DOCUMENT TEXT:
The law faculty at Stetson University voted to grant tenure to their LRW Director, Kirsten Davis.
Olympia Duhart and David Cleveland, at Nova Southeastern University, were promoted to the rank of full Professor.
And at the University of Missouri – Kansas City, the law faculty voted in favor of having all of the legal writing professors vote at faculty meetings and in favor of a smaller class size for LRW class. Both changes will improve the professional lives of Wanda Temm, Barb Wilson, Judy Popper, and Dan Weddle.
When it comes to legal writing professors making progress, it seems resistance is futile! Congratulations to you all!
Tuesday, May 17, 2011
The AALS Section on Women in Legal Education has upgraded its mentoring program and made it easy for you to access it via a new website. (Since 75% of the people who teach legal writing in the U.S. are female, this information seems germane to this blog.) Whether you are looking for a mentor or want to volunteer to be a mentor, check out the new and improved WLE mentoring website. You might want advice on law teaching, legal scholarship, or attempts to achieve some kind of work-life balance, and want to hear from someone who has been there and done that. Or perhaps you are the one who has been there and done that and have some advice to offer. Either way, take a look!

PROBLEMS TO WORK ON:
[1] Repeat the legal writing blog text word for word, from "Olympia Duhart and" to "to you all!".
[2] Pick up the legal writing blog text after its final sentence and write a continuation.

SUPPLIED MATERIAL:
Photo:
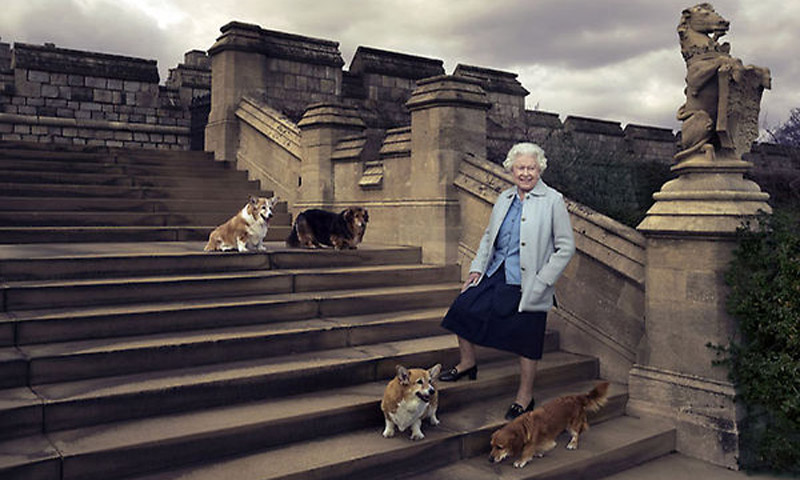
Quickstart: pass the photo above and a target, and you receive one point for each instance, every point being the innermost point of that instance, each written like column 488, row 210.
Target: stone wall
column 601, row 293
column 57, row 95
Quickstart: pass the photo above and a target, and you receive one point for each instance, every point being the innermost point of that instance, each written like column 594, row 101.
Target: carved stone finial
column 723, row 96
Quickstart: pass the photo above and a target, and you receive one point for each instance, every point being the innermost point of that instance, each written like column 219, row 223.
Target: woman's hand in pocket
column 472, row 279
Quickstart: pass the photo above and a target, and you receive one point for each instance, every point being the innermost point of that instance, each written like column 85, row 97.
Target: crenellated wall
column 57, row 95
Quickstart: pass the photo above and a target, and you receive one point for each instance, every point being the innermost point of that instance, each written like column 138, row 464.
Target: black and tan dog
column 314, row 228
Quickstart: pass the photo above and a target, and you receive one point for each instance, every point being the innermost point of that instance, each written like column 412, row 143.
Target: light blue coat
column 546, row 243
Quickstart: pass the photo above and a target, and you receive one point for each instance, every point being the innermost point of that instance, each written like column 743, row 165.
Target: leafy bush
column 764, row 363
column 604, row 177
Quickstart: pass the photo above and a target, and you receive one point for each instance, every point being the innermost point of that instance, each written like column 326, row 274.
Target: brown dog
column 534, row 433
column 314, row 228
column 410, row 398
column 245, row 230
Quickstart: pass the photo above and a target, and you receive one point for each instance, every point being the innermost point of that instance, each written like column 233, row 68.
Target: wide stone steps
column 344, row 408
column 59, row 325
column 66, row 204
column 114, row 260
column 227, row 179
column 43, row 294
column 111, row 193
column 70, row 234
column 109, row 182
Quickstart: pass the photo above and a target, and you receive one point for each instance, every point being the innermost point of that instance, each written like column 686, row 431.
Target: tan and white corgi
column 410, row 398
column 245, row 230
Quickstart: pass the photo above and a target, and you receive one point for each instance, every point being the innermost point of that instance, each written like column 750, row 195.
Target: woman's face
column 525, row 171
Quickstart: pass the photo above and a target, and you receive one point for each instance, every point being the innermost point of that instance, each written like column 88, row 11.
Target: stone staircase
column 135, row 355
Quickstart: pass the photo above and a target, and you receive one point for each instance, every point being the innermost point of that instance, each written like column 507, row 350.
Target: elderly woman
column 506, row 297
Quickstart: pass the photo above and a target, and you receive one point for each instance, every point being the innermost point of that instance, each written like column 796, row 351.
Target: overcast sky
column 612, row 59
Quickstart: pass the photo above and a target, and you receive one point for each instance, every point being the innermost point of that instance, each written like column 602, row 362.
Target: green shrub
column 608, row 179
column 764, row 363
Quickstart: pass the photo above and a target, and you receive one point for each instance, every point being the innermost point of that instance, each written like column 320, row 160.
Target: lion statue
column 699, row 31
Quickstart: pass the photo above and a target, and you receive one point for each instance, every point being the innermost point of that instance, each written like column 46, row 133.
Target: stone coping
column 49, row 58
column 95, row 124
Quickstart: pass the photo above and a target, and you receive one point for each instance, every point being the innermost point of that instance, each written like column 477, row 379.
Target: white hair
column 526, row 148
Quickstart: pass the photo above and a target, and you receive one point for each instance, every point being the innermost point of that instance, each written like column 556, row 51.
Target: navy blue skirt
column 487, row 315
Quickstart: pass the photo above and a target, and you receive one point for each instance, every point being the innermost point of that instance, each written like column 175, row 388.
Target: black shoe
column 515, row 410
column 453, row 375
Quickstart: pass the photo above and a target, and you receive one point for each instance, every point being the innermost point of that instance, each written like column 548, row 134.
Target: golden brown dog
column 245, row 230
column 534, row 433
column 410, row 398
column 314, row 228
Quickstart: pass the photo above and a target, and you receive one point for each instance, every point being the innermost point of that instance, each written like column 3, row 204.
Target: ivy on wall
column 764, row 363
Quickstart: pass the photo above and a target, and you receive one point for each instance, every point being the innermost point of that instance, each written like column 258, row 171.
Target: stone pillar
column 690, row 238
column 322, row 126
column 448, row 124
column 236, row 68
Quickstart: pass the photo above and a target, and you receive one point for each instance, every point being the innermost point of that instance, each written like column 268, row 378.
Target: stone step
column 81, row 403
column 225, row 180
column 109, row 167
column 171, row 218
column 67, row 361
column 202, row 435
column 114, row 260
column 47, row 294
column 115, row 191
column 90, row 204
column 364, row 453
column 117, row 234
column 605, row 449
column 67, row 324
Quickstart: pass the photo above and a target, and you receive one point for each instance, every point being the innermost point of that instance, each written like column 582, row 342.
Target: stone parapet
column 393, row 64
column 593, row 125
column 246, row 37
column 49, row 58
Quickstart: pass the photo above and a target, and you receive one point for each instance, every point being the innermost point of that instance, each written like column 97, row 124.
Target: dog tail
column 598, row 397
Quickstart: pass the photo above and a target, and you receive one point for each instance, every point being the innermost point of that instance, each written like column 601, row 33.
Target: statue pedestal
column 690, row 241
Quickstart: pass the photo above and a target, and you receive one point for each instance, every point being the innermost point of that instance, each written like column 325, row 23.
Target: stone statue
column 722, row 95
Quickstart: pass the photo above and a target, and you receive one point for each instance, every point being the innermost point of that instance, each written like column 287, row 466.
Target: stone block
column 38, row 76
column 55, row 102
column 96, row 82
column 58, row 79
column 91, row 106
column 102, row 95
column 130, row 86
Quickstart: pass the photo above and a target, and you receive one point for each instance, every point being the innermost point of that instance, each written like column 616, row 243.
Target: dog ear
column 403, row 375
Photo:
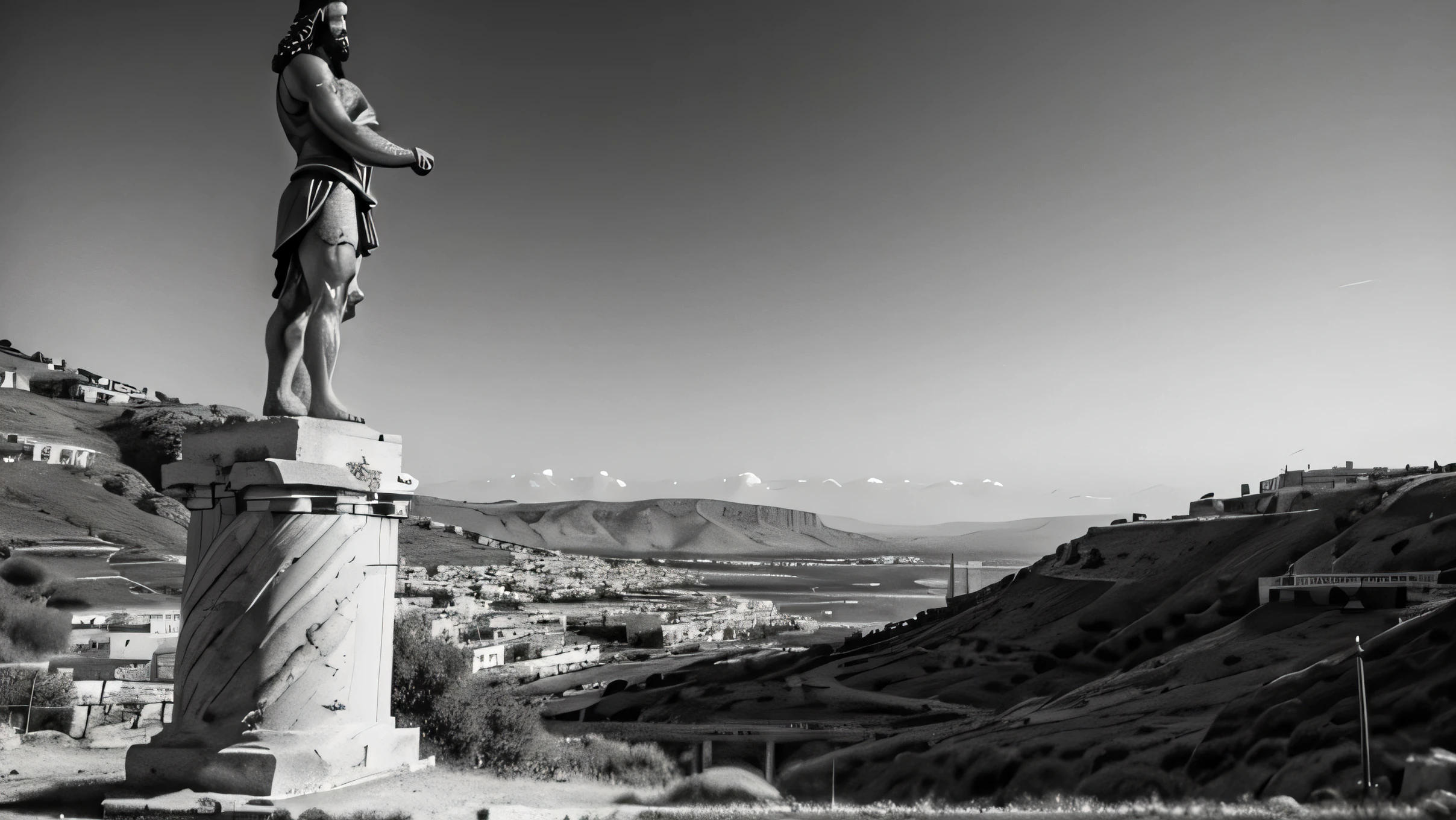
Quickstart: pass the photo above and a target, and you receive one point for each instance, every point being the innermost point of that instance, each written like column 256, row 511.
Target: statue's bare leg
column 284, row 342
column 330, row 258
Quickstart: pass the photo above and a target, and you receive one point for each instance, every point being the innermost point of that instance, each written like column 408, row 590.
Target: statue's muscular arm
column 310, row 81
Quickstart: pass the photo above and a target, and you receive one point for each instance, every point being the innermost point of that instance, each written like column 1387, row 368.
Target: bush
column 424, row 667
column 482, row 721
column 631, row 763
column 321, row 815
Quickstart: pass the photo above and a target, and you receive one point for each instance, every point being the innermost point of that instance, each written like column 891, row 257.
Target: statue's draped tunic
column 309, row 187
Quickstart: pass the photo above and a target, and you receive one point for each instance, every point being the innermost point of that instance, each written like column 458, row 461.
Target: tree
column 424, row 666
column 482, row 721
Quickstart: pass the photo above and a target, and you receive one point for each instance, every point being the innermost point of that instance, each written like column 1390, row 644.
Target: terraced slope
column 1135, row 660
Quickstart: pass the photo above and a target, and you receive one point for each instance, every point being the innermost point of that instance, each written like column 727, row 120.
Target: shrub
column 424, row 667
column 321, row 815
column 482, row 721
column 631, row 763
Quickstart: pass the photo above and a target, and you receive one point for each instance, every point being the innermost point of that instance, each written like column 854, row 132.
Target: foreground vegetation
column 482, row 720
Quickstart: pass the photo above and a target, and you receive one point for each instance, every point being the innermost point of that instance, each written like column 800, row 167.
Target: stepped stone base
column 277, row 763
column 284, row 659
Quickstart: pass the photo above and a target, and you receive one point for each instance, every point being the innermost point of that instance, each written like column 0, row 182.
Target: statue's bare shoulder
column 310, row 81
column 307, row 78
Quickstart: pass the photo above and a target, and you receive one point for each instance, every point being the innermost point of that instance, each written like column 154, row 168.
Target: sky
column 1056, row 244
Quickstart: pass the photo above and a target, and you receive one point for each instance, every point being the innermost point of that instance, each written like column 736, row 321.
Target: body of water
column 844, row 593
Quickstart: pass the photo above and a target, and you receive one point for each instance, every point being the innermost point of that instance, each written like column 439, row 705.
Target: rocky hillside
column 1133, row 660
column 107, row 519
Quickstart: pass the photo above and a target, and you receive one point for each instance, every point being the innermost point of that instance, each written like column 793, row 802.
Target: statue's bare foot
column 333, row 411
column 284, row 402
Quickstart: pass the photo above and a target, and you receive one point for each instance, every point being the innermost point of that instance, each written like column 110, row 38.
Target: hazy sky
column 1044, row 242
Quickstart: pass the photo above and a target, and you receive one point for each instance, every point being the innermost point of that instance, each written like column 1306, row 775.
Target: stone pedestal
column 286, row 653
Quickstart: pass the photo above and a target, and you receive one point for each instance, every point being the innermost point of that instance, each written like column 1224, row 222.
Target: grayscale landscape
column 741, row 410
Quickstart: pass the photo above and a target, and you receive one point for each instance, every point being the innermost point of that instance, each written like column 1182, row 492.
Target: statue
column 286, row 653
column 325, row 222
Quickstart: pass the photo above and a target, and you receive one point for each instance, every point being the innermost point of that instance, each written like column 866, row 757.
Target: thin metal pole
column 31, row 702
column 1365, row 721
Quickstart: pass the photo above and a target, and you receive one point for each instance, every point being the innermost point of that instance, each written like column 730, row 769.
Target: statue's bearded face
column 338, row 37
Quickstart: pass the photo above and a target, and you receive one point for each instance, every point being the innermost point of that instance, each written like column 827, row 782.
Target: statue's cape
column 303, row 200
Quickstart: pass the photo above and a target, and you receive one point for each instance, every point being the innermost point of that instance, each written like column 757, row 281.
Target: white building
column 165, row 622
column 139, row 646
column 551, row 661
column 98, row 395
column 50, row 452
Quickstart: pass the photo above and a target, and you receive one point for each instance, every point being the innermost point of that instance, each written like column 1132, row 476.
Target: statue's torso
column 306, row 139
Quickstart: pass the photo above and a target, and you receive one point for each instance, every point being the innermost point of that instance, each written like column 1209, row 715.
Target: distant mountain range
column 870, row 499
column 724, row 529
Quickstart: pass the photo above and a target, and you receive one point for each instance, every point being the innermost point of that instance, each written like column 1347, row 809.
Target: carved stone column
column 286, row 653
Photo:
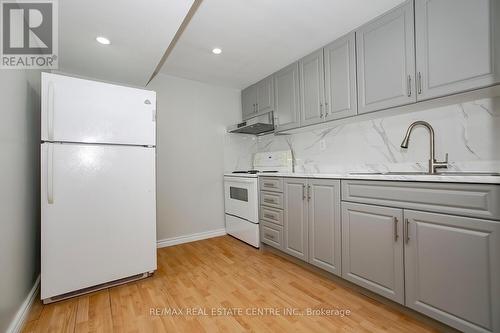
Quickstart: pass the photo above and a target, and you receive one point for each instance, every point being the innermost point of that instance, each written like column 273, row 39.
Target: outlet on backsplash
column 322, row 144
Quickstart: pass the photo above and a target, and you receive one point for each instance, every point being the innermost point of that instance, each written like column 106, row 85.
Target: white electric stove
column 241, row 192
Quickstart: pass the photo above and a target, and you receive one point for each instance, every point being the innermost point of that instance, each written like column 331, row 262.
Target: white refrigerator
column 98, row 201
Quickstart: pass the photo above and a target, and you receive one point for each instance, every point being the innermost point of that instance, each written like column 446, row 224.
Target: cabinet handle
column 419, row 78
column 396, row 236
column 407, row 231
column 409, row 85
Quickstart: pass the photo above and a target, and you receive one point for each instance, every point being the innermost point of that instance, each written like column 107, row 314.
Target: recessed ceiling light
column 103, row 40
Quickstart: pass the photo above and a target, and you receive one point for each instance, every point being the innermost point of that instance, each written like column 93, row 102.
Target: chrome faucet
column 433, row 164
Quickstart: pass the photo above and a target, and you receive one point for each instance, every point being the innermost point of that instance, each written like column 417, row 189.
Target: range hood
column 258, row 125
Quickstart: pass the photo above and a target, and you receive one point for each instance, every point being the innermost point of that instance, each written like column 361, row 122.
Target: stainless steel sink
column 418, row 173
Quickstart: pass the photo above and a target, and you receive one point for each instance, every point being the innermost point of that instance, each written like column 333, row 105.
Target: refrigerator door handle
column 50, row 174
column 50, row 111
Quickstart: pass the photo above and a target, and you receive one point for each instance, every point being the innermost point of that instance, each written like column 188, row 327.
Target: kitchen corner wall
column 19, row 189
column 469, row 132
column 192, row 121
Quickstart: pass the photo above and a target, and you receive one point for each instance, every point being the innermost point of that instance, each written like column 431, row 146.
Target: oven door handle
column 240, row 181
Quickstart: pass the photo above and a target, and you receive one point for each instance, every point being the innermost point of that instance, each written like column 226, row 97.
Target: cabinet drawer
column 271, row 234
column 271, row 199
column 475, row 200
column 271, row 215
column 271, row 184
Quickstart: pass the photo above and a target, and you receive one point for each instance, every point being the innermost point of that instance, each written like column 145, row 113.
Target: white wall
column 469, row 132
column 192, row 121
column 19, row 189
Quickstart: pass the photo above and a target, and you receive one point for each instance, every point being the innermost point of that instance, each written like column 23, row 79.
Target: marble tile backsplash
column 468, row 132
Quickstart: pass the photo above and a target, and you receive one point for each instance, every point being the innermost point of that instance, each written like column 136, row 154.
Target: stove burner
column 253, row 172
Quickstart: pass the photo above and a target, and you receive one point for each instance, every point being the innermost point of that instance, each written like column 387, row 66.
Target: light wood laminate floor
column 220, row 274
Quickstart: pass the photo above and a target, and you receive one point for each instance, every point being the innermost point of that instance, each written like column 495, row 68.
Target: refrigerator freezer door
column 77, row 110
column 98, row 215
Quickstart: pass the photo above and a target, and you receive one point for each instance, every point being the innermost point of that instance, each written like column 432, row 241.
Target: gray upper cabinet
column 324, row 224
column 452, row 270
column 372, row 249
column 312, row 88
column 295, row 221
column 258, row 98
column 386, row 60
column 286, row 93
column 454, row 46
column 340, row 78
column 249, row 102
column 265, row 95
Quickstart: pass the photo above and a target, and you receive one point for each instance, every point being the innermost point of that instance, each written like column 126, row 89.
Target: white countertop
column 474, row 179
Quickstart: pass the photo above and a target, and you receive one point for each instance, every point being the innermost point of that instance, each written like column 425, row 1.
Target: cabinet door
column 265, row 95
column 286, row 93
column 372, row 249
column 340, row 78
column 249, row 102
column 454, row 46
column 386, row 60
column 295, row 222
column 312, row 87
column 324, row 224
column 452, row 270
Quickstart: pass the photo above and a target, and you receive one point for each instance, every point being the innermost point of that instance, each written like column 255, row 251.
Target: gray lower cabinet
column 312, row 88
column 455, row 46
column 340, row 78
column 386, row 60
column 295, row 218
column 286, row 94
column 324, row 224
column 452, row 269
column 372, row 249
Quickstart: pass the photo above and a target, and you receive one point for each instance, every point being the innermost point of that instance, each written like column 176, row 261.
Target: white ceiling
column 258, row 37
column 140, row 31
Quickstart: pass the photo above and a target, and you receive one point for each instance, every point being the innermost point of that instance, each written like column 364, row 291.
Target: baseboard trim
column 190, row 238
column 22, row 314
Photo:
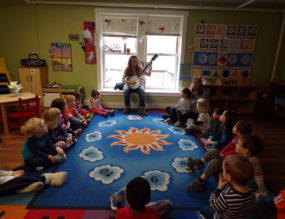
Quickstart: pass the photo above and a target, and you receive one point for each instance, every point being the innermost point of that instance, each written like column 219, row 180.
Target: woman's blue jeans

PER-TASK OUTPUTS:
[1]
Olympia Duhart and David Cleveland, at Nova Southeastern University, were promoted to the rank of full Professor.
And at the University of Missouri – Kansas City, the law faculty voted in favor of having all of the legal writing professors vote at faculty meetings and in favor of a smaller class size for LRW class. Both changes will improve the professional lives of Wanda Temm, Barb Wilson, Judy Popper, and Dan Weddle.
When it comes to legal writing professors making progress, it seems resistance is futile! Congratulations to you all!

[2]
Hat tip: Melissa Marlow
A recent bar-journal article by Michael A. Greene, an Oregon practitioner and judge pro tem, offers twelve steps for writing “judge-friendly” briefs. In addition to urging lawyers to write in plain, direct English, Greene suggests including an alternative to the preferred result, because a fallback position may aid the court.
I do disagree with two of Greene’s suggestions. One is to place citations in footnotes. In that running controversy, I come down on the side of citing in the text, which is the accepted practice in most legal writing. As a wag once said, if humans were supposed to write footnotes, our eyes would have been placed vertically instead of horizontally. But I agree with Greene’s other recommendations about citations, including to cite only the most significant cases and to focus on the leading case.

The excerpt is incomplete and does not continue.